━━━━━ Data for processing

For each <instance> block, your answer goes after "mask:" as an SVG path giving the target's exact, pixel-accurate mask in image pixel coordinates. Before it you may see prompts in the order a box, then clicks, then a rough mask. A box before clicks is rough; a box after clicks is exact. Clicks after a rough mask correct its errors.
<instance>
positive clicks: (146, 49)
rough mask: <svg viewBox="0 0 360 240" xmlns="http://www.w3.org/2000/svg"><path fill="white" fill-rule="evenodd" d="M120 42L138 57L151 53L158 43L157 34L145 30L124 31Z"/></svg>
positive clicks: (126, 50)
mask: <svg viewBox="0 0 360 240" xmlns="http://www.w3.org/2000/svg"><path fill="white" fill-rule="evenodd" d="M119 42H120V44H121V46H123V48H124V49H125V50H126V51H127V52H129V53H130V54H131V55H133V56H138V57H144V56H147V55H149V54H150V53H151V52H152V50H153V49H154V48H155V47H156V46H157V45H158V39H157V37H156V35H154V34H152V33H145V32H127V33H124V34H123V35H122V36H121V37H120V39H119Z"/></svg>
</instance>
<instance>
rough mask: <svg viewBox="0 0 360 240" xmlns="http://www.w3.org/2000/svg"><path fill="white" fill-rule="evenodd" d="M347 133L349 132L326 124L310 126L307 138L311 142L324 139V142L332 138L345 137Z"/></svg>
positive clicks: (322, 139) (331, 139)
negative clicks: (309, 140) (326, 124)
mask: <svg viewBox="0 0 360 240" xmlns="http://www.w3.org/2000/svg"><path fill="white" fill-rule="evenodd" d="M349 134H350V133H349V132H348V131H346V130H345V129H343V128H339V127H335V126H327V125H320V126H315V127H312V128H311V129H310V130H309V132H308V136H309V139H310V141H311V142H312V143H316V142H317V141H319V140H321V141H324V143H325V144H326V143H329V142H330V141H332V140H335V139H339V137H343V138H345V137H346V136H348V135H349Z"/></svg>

━━━━━━━━━━

◆ Assigned task: Arrange every line of the items above as a Markdown table with the columns Row and Line, numbering the rows in order and omitting blank lines.

◆ Written response:
| Row | Line |
|---|---|
| 1 | For each <instance> block, your answer goes after "mask:" as an SVG path giving the target's exact, pixel-accurate mask in image pixel coordinates. Before it you may see prompts in the order a box, then clicks, then a rough mask. A box before clicks is rough; a box after clicks is exact. Clicks after a rough mask correct its errors. |
| 2 | <instance> |
| 3 | positive clicks: (146, 49) |
| 4 | rough mask: <svg viewBox="0 0 360 240" xmlns="http://www.w3.org/2000/svg"><path fill="white" fill-rule="evenodd" d="M120 42L138 57L151 53L158 43L157 34L145 30L124 31Z"/></svg> |
| 5 | positive clicks: (126, 50) |
| 6 | mask: <svg viewBox="0 0 360 240" xmlns="http://www.w3.org/2000/svg"><path fill="white" fill-rule="evenodd" d="M119 42H120V44H121V46H123V48H124V49H125V50H126V51H127V52H129V53H130V54H131V55H133V56H138V57H144V56H147V55H149V54H150V53H151V52H152V50H153V49H154V48H155V47H156V46H157V45H158V39H157V37H156V35H154V34H152V33H145V32H127V33H124V34H123V35H122V36H121V37H120V39H119Z"/></svg> |
| 7 | </instance> |
| 8 | <instance> |
| 9 | rough mask: <svg viewBox="0 0 360 240" xmlns="http://www.w3.org/2000/svg"><path fill="white" fill-rule="evenodd" d="M347 133L349 132L326 124L310 126L307 138L311 142L324 139V142L332 138L345 137Z"/></svg> |
| 10 | positive clicks: (322, 139) (331, 139) |
| 11 | negative clicks: (309, 140) (326, 124) |
| 12 | mask: <svg viewBox="0 0 360 240" xmlns="http://www.w3.org/2000/svg"><path fill="white" fill-rule="evenodd" d="M349 134H350V133H349V132H348V131H346V130H345V129H343V128H339V127H335V126H327V125H320V126H315V127H312V128H311V129H310V130H309V132H308V136H309V139H310V141H311V142H312V143H316V142H317V141H319V140H321V141H324V143H325V144H326V143H329V142H330V141H332V140H335V139H339V137H343V138H345V137H346V136H348V135H349Z"/></svg> |